■ Extracted entries:
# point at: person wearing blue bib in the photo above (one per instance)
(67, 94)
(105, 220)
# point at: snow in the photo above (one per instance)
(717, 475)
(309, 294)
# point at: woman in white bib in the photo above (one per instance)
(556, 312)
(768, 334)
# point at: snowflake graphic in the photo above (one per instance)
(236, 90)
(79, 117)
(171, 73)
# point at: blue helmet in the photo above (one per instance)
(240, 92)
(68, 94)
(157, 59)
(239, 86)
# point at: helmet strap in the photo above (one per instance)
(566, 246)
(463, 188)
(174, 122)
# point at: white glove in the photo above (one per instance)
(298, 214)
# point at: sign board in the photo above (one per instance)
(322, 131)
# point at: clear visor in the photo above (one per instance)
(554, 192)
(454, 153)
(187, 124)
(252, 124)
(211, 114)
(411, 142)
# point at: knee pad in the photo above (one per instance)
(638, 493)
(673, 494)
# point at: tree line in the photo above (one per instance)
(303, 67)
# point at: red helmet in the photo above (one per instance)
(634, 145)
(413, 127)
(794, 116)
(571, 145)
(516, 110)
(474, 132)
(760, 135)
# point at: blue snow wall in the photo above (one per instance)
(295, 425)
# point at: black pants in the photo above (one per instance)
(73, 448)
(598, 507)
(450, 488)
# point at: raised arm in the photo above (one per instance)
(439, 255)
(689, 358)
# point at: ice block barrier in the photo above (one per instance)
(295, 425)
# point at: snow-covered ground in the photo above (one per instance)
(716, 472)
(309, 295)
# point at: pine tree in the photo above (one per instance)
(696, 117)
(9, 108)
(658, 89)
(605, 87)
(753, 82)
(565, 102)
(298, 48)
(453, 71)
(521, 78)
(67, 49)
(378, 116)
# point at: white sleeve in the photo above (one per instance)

■ Task goal:
I would like you to output every record exactly as written.

■ Answer box:
# point at: person wearing blue bib in the photo above (one per instance)
(67, 94)
(105, 220)
# point at: snow in the photo above (one per instance)
(717, 475)
(309, 294)
# point at: woman in white bib in the photo above (one per instance)
(556, 312)
(768, 334)
# point at: snowflake graphic in the photo above (one per instance)
(236, 90)
(79, 117)
(171, 73)
# point at: blue helmet in the photo above (one per instance)
(240, 92)
(68, 94)
(157, 59)
(239, 86)
# point at: helmet strap in the photo above (one per instance)
(566, 246)
(463, 188)
(174, 122)
# point at: white glove in the photo above (one per instance)
(298, 214)
# point at: sign board in the photo above (one per instance)
(322, 131)
# point at: clear visor in the photo above (one per instance)
(554, 192)
(454, 153)
(187, 124)
(252, 124)
(211, 114)
(411, 142)
# point at: knee pad in the photo above (one per instance)
(638, 493)
(673, 494)
# point at: tree line in the photo above (one per instance)
(303, 67)
# point at: red helmet in the photo above (one per instance)
(634, 145)
(413, 127)
(794, 116)
(571, 145)
(516, 110)
(474, 132)
(760, 135)
# point at: blue snow wall in the photo above (one per instance)
(295, 425)
# point at: black pants in the photo above (one per instance)
(73, 448)
(598, 507)
(450, 488)
# point at: raised arm in the photo above (one per instance)
(439, 255)
(689, 358)
# point at: ice block barrier in the photo above (one per instance)
(295, 425)
# point at: snow-covered ground in the photo above (one per instance)
(716, 472)
(309, 295)
# point at: pine tree in the photo above (one per instance)
(696, 117)
(9, 108)
(658, 89)
(605, 87)
(753, 82)
(565, 102)
(298, 48)
(453, 71)
(521, 78)
(67, 49)
(378, 116)
# point at: white sleeve in the photo above (one per instance)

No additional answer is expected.